**EXERCISE**
Give back the listing in full and exactly, leaving out the images.

Start of THE DATA

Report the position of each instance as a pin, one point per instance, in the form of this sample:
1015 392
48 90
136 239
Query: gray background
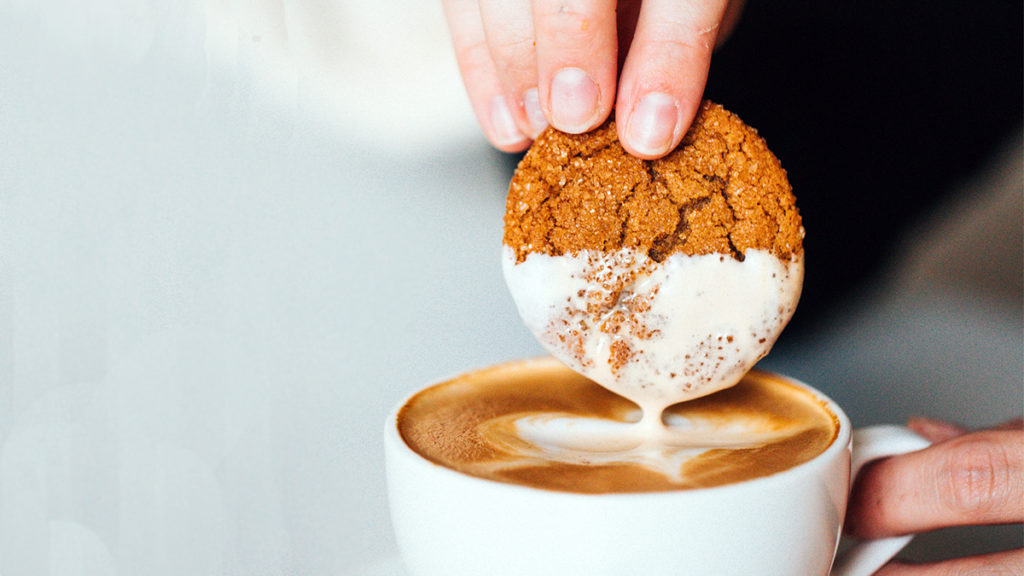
232 235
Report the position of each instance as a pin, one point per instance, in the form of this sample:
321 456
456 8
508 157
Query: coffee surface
541 424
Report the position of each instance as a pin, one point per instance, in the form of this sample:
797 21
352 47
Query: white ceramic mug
451 524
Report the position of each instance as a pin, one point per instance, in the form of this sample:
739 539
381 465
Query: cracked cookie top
722 191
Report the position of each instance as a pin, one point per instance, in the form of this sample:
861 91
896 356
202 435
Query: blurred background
232 235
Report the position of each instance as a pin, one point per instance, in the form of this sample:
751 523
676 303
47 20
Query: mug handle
872 443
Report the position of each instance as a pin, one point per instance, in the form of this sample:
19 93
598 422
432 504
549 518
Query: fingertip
574 104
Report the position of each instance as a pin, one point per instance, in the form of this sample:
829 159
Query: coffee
540 424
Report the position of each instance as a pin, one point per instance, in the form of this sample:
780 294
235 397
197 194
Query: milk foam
579 440
656 333
540 423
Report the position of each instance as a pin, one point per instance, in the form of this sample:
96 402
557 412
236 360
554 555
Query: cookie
722 191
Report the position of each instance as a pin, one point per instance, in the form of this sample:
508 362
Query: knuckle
568 26
975 477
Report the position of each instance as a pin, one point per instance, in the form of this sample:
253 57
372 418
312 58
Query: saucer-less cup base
451 524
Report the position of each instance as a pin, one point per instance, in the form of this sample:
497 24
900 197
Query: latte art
540 424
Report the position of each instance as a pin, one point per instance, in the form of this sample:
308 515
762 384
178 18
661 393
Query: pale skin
568 64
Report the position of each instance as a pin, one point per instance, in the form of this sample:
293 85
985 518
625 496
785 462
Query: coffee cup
727 512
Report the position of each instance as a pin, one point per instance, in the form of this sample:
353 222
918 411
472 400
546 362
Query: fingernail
505 130
573 100
531 104
652 124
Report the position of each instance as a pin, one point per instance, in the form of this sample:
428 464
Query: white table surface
231 239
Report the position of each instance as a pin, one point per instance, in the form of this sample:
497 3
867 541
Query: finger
665 73
509 30
1010 562
935 430
973 479
480 77
576 62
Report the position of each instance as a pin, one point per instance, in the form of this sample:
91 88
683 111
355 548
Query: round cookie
722 191
660 280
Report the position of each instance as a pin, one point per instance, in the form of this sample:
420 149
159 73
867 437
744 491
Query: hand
526 64
963 479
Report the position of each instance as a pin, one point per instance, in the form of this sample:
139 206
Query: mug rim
841 443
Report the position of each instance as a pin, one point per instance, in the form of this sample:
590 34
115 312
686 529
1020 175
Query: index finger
973 479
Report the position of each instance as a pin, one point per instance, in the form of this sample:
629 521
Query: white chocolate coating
656 333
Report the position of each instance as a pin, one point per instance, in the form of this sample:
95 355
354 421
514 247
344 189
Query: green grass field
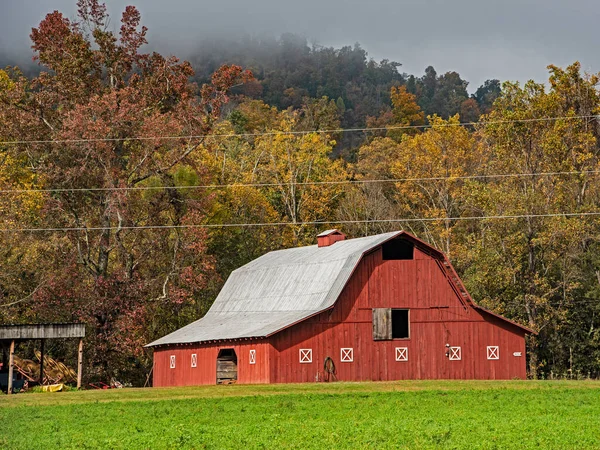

End of THE DATA

**RESULT**
Report the position of each instance as a pin, one point per instance, in the form of this sample:
1015 392
48 90
136 239
Query: gray background
232 235
Report the position of each instance as a pin, one point per instance, in the form of this sample:
321 456
456 8
508 157
Query: coffee surface
541 424
Report the position of each instance as a pin, one point per instance, in the form of this sample:
797 21
352 47
Query: white ceramic mug
451 524
Report the position of each instance as a pin, one point per instance, in the form of this sample:
739 539
381 465
Query: cracked cookie top
722 191
Report the position of each instance as a pin, one point per instance, in the form of this sample:
861 91
896 356
202 435
Query: blurred background
232 235
Report the position of each instance as a pin, one point per instance, in the form of this sample:
751 523
676 303
47 20
Query: mug handle
872 443
Report the position of each instance as a pin, one point per instance, in the form of this sample:
19 93
598 422
432 504
549 518
Query: fingertip
574 104
Report the position of each instance as a pin, one point per instance, in the form of this sample:
829 159
Query: coffee
540 424
Report the position of each instance as a pin, one point per instance, in the form of this sample:
780 294
235 397
197 194
Query: milk foam
579 440
656 333
540 423
Report the position of each instance as a pin, one point per instance, in the form of this sample:
96 402
557 412
236 360
554 555
Query: cookie
722 191
Report the position of each instance as a pin, one point per instance, in the form of this sample:
508 362
Query: knuckle
568 26
975 477
Report the position of each instance as a pin, one point per instance, in the form of this sample:
253 57
372 418
312 58
Query: saucer-less cup base
451 524
Report the position of each instance as a pin, one point per instance, in the form of this sample:
497 24
900 197
Query: latte art
540 424
Report the position of each instance as a pin, one point per instance, in the form of this sample:
308 515
762 384
178 18
661 393
Query: pale skin
568 64
Report the position of each instance as a pin, one point per instance, in the form of this sample:
293 85
985 518
625 496
785 462
Query: coffee cup
727 512
Report the position of each instance as a pin, one point per instance, in the form of this sample:
353 222
918 411
472 400
546 362
Query: fingernail
505 130
573 100
531 104
652 124
Report the position of each instance as a pin, one point per instance, in the form of this sample:
428 464
Query: white table surface
231 239
Report the position of each instance as a pin, one point per instance, in the form of this sample:
497 3
867 541
Query: finger
665 73
509 30
1010 562
935 430
973 479
480 77
576 62
Report the position of each instance as a pin, one point per instance, in the form of this sample:
91 88
683 111
355 548
Query: round cookie
722 191
660 280
Report the position of each instance as a pin, one point per instance, in the form of this sample:
420 149
159 73
867 437
744 491
Query: hand
526 64
963 479
Report the position of each instance as a pin, one point per instance, in the form of this sample:
139 206
Query: mug rim
841 443
Report the position of each instance as a pin, one point per instance, in the form of this sample:
590 34
115 312
686 529
1020 175
Query: index finger
973 479
Report the position of each instance as a pin, one point per instance, in the form of this sample:
629 521
Query: white chocolate coating
656 333
Report the position of each instance as a pin, one point per instance, in the form of this sample:
95 355
354 421
514 247
344 189
Query: green grass field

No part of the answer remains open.